++++ Extracted records ++++
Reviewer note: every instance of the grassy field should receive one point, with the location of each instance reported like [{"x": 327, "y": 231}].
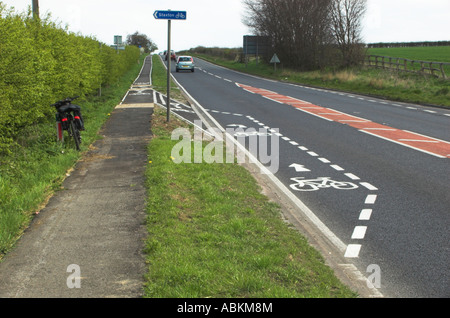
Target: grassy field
[
  {"x": 395, "y": 86},
  {"x": 213, "y": 234},
  {"x": 38, "y": 165}
]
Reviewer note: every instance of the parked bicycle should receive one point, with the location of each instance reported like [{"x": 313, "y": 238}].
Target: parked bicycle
[{"x": 68, "y": 118}]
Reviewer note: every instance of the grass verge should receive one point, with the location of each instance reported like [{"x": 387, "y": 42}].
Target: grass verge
[
  {"x": 395, "y": 86},
  {"x": 38, "y": 164},
  {"x": 213, "y": 234}
]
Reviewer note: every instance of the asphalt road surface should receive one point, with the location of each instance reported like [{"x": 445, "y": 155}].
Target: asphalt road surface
[{"x": 375, "y": 172}]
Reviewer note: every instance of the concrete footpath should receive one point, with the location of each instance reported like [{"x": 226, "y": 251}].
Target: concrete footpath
[{"x": 88, "y": 241}]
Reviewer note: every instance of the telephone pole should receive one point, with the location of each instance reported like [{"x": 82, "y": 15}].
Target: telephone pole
[{"x": 35, "y": 6}]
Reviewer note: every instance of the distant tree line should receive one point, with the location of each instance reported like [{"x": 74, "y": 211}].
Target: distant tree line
[
  {"x": 407, "y": 44},
  {"x": 141, "y": 41},
  {"x": 310, "y": 34}
]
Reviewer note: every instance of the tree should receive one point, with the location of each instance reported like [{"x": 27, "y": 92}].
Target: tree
[
  {"x": 141, "y": 40},
  {"x": 298, "y": 29},
  {"x": 346, "y": 16},
  {"x": 310, "y": 34}
]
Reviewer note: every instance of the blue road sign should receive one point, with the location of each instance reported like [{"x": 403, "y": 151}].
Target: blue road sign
[{"x": 170, "y": 15}]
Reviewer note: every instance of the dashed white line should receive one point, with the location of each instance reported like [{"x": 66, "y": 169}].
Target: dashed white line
[
  {"x": 365, "y": 215},
  {"x": 359, "y": 232},
  {"x": 352, "y": 176},
  {"x": 368, "y": 186},
  {"x": 337, "y": 168},
  {"x": 371, "y": 198}
]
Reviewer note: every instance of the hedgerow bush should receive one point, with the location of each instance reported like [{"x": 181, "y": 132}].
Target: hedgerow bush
[{"x": 41, "y": 62}]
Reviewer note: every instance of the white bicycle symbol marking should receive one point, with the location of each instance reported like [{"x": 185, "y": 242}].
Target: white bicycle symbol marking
[{"x": 321, "y": 183}]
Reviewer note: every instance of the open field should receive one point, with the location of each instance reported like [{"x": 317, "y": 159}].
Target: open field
[
  {"x": 396, "y": 86},
  {"x": 430, "y": 53}
]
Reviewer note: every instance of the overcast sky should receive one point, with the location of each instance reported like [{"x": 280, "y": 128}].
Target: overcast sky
[{"x": 213, "y": 23}]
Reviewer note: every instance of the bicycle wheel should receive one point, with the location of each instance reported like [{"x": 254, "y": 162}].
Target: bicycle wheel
[{"x": 75, "y": 134}]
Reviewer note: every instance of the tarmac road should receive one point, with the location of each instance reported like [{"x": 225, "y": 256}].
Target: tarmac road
[{"x": 395, "y": 216}]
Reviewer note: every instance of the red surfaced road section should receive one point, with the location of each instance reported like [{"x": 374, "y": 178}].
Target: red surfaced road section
[{"x": 429, "y": 145}]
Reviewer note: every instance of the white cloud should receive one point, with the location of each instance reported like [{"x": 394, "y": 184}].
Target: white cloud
[{"x": 214, "y": 23}]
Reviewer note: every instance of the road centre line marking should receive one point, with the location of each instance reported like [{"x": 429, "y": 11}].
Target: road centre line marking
[{"x": 439, "y": 149}]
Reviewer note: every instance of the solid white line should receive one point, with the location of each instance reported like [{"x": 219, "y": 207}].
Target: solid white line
[
  {"x": 273, "y": 100},
  {"x": 425, "y": 136},
  {"x": 405, "y": 145},
  {"x": 417, "y": 140}
]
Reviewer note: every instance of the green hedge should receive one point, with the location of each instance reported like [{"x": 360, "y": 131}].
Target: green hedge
[{"x": 41, "y": 62}]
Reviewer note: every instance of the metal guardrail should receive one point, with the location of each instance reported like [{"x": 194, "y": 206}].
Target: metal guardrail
[{"x": 437, "y": 69}]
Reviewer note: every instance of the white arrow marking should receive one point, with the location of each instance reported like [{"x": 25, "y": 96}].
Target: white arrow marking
[{"x": 299, "y": 168}]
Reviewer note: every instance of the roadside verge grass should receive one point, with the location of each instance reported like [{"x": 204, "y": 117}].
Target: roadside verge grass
[
  {"x": 38, "y": 164},
  {"x": 212, "y": 234}
]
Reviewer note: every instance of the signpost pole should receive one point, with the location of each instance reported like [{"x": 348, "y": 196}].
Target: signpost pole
[
  {"x": 169, "y": 60},
  {"x": 169, "y": 15}
]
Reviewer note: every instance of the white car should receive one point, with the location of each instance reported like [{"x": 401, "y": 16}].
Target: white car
[{"x": 185, "y": 63}]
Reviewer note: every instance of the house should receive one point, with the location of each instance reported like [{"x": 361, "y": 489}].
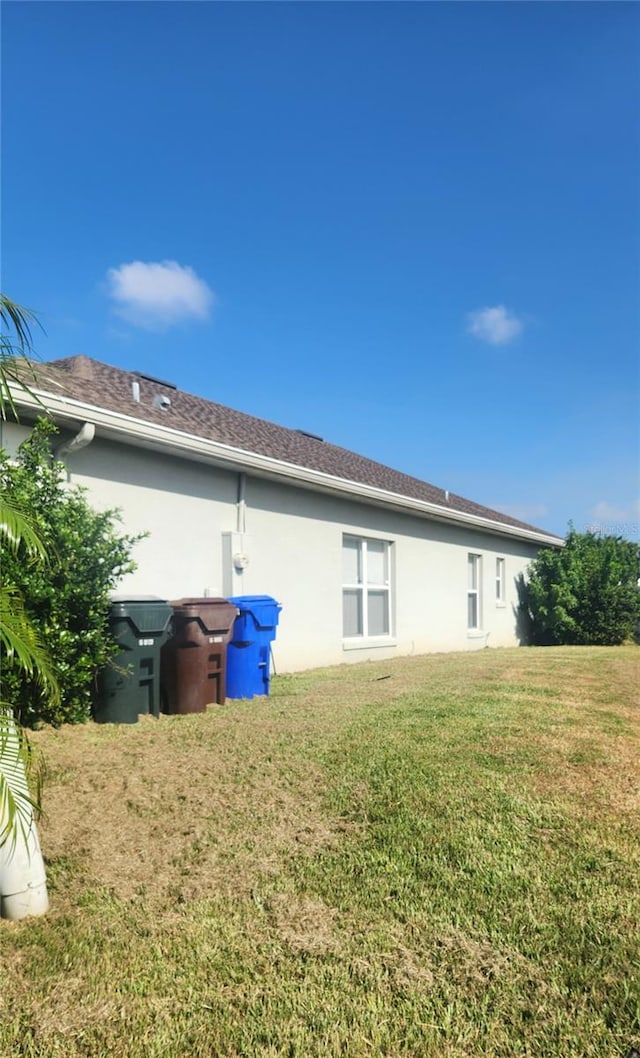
++++
[Brief] Copy the records exactly; no image should appear in the result.

[Answer space]
Reviewer note: every instance of the grassy field should receive one point, with the location of each instance reported like [{"x": 327, "y": 231}].
Target: grassy field
[
  {"x": 395, "y": 86},
  {"x": 213, "y": 234},
  {"x": 38, "y": 165}
]
Reviewer note: every instance of the parked bicycle should receive one point, with the location of each instance reported like [{"x": 313, "y": 238}].
Target: parked bicycle
[{"x": 68, "y": 118}]
Reviewer note: every instance of the grass verge should receive one point, with the location of each instance reported like [{"x": 387, "y": 42}].
Target: grass verge
[
  {"x": 395, "y": 86},
  {"x": 38, "y": 164},
  {"x": 213, "y": 234}
]
Reviewer note: every instance of the asphalt road surface should receive one point, with the location of each instance reported like [{"x": 445, "y": 155}].
Target: asphalt road surface
[{"x": 375, "y": 172}]
Reviewer note: every instance of the concrete footpath should receive one point, with the location of each instance reported like [{"x": 226, "y": 251}].
Target: concrete footpath
[{"x": 88, "y": 241}]
Reviewer note: every instance of the telephone pole should receive one point, with the location of each instance reported like [{"x": 82, "y": 15}].
Target: telephone pole
[{"x": 35, "y": 6}]
Reviewer note: every instance of the distant tree line should receive one point, with the location of each instance reported like [{"x": 74, "y": 211}].
Target: distant tree line
[
  {"x": 407, "y": 44},
  {"x": 141, "y": 41},
  {"x": 310, "y": 34}
]
Reviewer note: every instance of the tree should receive one point, with the location of each instance reported like [{"x": 27, "y": 92}].
Target: tree
[
  {"x": 141, "y": 40},
  {"x": 298, "y": 29},
  {"x": 346, "y": 16},
  {"x": 310, "y": 34}
]
Reviewer note: every instance of the blue road sign should receive one point, with the location of each instance reported like [{"x": 403, "y": 151}].
Target: blue road sign
[{"x": 170, "y": 15}]
Reviewer note: every instance of the dashed white line should receive one point, with the location of each instance reported like [{"x": 66, "y": 169}].
Target: dashed white line
[
  {"x": 365, "y": 215},
  {"x": 359, "y": 232},
  {"x": 352, "y": 176},
  {"x": 368, "y": 186},
  {"x": 337, "y": 168},
  {"x": 371, "y": 198}
]
Reviewer note: every instance of the hedgerow bush should receive one point, with the location of each instance reported like [{"x": 181, "y": 132}].
Target: hedgerow bush
[{"x": 41, "y": 62}]
Reviewer note: every instance of the white bicycle symbol marking should receive one point, with the location of each instance reported like [{"x": 185, "y": 242}].
Target: white bicycle symbol marking
[{"x": 321, "y": 183}]
Reviewer note: every instance of the open field should receive one point, with the location of each instance reported like [{"x": 317, "y": 159}].
Target: open field
[
  {"x": 396, "y": 86},
  {"x": 430, "y": 53}
]
Reviewer note: every instance of the overcast sky should receive one point, with the location of each instance reported like [{"x": 280, "y": 128}].
Target: overcast sky
[{"x": 213, "y": 23}]
Reviewer note: every instance of the bicycle wheel should receive one point, with the location of each instance reported like [{"x": 254, "y": 162}].
Target: bicycle wheel
[{"x": 75, "y": 134}]
Reviewer note: every instance of the tarmac road should receive one point, with the location of each instance reported like [{"x": 225, "y": 256}].
Target: tarmac road
[{"x": 395, "y": 216}]
Reviewer note: every instance of the red surfaced road section should receive one point, with the location of each instance reported like [{"x": 374, "y": 178}].
Target: red surfaced road section
[{"x": 429, "y": 145}]
Reviewer note: every instance of the white cloud should receive one point, with the location of each instance reported like [{"x": 394, "y": 184}].
Target: white cloud
[{"x": 214, "y": 23}]
Reviewer note: every instance of the road centre line marking should receive one point, with the location of each instance reported like [{"x": 429, "y": 11}].
Target: road centre line marking
[{"x": 439, "y": 149}]
Reviewer note: every instance of the solid white line should receive one point, with the location of each instance reported like [{"x": 219, "y": 207}].
Target: solid white line
[
  {"x": 273, "y": 100},
  {"x": 425, "y": 136},
  {"x": 405, "y": 145},
  {"x": 417, "y": 140}
]
Reviewer note: every instance of the green hedge should receive one point, with the location of each instance reported like [{"x": 360, "y": 131}].
Target: green hedge
[{"x": 41, "y": 62}]
Reviewer note: every instance of the metal guardrail should receive one point, with the location of each instance reported like [{"x": 194, "y": 206}].
Target: metal guardrail
[{"x": 437, "y": 69}]
Reviewer note: every instance of the white arrow marking should receive one point, with the location of each instance reported like [{"x": 25, "y": 96}].
Target: white arrow marking
[{"x": 299, "y": 168}]
Reviewer note: every instance of the roadside verge grass should receive one point, with the location of each instance reported like [{"x": 204, "y": 117}].
Target: roadside verge grass
[
  {"x": 38, "y": 164},
  {"x": 212, "y": 234}
]
Reviewer note: every instance of the signpost pole should receive one point, with the location of each instance reported like [{"x": 348, "y": 196}].
Target: signpost pole
[
  {"x": 169, "y": 60},
  {"x": 169, "y": 15}
]
Reviewer note: every instance of the white car should receive one point, with the location of each instance reported like [{"x": 401, "y": 16}].
Target: white car
[{"x": 185, "y": 63}]
Reviewer note: every instance of the house should receive one point, with the location of each instance reported like [{"x": 361, "y": 489}].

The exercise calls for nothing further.